● DIRECTIONS:
Lay out as a numbered list the part of the records below that opens with the line containing "Practice. Locate the tree in" and runs through the end of the records, leaving out any blank lines.

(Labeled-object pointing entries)

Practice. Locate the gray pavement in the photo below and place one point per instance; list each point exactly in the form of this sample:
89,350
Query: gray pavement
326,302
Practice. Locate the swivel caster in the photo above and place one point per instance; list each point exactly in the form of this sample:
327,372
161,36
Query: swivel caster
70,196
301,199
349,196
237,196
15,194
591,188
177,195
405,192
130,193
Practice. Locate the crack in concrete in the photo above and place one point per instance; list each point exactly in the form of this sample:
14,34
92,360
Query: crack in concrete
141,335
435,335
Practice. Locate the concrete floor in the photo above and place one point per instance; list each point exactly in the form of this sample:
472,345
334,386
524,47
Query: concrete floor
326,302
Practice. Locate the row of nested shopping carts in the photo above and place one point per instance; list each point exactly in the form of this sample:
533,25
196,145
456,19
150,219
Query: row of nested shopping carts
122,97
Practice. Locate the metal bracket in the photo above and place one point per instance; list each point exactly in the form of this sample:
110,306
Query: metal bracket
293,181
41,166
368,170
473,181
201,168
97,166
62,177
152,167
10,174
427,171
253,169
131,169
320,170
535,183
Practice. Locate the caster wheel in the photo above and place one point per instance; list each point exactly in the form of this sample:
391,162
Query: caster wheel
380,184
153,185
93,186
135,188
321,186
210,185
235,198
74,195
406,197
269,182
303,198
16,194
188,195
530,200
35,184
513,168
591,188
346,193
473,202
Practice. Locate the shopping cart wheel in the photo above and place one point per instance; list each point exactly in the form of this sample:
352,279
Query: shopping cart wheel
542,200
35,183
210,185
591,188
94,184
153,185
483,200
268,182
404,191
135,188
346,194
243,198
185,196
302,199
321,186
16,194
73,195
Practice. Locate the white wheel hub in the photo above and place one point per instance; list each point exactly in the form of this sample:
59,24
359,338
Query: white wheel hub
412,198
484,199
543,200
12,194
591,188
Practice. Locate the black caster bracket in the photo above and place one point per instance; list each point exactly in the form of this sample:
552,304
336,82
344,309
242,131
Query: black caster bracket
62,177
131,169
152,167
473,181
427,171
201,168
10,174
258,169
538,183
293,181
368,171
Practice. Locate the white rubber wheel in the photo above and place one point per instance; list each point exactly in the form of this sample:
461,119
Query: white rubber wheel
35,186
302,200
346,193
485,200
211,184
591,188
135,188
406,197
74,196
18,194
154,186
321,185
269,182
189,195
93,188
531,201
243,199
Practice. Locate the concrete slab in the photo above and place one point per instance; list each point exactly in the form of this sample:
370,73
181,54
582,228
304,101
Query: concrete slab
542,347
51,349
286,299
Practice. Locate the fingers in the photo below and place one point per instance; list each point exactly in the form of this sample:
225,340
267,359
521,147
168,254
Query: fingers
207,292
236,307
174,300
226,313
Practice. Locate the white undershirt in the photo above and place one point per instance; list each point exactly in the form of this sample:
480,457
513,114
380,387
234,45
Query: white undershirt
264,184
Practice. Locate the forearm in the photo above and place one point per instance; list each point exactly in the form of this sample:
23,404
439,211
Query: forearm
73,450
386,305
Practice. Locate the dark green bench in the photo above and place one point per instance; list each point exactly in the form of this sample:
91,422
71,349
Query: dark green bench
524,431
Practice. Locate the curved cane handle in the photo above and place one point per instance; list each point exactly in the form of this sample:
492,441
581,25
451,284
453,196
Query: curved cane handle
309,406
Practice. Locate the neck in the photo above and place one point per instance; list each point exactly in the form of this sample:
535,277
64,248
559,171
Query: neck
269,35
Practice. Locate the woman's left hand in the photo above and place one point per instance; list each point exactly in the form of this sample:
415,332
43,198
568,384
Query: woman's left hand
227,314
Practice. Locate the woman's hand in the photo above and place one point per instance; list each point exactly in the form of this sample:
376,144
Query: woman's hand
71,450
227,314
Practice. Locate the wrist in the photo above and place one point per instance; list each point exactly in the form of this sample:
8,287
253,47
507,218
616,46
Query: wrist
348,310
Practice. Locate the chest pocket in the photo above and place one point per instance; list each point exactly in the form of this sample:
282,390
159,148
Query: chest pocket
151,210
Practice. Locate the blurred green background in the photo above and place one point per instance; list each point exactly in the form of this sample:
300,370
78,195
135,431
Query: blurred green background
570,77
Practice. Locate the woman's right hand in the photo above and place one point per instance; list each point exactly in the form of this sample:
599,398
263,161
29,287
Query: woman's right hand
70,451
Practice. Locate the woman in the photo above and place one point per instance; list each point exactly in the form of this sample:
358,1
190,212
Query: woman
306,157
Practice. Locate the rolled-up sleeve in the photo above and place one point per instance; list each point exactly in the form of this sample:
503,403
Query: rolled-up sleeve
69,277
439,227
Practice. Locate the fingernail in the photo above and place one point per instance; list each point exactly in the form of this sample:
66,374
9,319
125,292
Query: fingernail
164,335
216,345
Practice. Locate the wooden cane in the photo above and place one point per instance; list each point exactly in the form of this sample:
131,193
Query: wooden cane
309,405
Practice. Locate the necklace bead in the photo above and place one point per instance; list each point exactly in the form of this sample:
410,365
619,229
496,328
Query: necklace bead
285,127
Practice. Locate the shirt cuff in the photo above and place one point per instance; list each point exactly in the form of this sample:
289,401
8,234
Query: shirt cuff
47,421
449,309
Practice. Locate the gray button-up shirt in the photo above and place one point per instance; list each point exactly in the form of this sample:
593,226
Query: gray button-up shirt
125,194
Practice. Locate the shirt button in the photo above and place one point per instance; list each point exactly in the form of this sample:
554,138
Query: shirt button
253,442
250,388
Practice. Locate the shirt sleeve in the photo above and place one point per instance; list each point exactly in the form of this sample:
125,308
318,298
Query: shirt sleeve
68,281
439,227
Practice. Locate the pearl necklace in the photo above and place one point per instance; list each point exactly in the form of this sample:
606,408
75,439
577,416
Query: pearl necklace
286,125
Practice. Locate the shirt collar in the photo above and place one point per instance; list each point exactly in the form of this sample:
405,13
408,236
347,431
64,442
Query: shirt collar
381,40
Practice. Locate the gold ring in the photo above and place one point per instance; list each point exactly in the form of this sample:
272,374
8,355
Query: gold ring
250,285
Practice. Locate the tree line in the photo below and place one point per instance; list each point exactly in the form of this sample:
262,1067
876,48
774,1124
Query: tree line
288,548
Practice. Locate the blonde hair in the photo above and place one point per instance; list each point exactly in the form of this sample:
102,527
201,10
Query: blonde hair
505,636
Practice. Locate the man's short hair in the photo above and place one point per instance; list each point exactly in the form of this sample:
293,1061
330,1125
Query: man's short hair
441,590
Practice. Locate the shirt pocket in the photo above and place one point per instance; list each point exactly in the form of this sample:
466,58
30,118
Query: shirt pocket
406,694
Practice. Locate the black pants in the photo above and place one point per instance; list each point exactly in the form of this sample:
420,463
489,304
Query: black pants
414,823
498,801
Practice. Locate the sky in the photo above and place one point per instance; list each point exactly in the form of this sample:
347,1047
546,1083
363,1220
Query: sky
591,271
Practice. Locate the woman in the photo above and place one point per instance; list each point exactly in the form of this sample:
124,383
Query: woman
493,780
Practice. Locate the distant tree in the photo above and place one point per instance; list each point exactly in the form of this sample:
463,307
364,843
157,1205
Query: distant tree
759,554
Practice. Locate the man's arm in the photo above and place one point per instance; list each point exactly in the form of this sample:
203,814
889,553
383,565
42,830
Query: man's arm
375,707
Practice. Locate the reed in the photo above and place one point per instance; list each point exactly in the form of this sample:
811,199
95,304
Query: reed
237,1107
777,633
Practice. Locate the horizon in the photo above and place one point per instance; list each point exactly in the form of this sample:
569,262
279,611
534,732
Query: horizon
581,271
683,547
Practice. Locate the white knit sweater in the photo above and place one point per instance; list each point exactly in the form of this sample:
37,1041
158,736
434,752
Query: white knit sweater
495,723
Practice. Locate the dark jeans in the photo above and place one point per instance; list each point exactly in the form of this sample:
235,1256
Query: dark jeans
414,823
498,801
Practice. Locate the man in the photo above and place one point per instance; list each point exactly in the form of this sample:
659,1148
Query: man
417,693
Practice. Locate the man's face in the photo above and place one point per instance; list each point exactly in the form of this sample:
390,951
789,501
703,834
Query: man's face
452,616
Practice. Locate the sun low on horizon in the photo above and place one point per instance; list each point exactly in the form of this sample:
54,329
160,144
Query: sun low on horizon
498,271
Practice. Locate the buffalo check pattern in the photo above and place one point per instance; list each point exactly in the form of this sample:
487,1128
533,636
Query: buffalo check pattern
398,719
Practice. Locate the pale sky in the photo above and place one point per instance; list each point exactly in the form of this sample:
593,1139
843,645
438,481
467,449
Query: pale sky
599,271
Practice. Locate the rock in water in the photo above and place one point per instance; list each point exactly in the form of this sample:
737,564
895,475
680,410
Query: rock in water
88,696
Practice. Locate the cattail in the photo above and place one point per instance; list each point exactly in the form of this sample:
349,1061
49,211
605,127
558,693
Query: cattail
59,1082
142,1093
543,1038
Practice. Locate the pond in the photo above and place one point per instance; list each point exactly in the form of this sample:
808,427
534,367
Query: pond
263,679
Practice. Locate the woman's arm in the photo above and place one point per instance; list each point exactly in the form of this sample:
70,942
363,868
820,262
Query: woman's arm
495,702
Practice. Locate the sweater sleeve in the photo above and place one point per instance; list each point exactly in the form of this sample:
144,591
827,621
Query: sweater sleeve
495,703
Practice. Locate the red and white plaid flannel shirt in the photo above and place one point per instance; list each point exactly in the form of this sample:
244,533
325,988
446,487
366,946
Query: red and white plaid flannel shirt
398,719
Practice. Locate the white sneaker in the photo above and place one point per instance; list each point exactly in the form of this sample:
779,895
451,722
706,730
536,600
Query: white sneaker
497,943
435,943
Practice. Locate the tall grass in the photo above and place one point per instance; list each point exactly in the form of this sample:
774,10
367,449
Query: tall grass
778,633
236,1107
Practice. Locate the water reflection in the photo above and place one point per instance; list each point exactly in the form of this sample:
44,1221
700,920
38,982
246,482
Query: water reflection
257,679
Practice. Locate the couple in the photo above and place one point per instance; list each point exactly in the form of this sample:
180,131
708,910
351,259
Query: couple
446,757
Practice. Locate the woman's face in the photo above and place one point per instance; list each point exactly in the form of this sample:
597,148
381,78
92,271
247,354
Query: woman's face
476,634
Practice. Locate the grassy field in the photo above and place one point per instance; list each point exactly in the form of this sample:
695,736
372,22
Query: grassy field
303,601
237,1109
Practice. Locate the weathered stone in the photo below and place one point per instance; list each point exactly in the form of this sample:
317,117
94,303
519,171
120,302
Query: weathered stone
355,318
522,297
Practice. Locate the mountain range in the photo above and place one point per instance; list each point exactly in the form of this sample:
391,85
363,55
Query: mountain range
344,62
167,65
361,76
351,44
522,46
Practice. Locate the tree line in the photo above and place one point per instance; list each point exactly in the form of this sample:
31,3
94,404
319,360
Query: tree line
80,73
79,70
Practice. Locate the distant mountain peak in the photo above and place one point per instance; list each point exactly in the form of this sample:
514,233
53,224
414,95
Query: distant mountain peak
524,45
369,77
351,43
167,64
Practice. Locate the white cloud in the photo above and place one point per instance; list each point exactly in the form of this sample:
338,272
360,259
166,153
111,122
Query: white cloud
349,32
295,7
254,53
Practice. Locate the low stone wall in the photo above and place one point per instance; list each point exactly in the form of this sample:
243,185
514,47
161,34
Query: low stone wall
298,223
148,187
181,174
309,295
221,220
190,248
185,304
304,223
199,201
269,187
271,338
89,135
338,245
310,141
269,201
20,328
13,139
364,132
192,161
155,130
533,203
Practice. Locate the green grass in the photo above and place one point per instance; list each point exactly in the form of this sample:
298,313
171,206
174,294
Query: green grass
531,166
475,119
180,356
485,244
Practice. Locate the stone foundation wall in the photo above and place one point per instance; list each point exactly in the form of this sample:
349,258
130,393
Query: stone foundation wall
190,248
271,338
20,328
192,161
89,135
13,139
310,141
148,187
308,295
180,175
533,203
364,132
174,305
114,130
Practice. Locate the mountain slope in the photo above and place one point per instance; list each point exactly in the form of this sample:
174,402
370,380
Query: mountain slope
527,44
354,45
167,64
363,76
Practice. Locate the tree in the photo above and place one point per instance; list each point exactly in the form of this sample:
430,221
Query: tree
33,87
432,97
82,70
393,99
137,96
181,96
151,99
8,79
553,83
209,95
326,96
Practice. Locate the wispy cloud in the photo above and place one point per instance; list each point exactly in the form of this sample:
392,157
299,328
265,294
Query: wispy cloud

● SOLUTION BELOW:
1. Practice. Locate the tree in the photo above and place one point per instance; list each point exactly in the form of this sample:
2. 430,221
3. Query: tree
4. 33,87
5. 432,97
6. 82,70
7. 393,99
8. 137,96
9. 181,96
10. 151,99
11. 8,79
12. 553,83
13. 209,95
14. 326,96
15. Practice. Locate the wispy cloud in the photo above and place one point per instance; list each point exactly in the form of this sample:
16. 392,157
17. 299,328
18. 265,294
19. Query: wispy cloud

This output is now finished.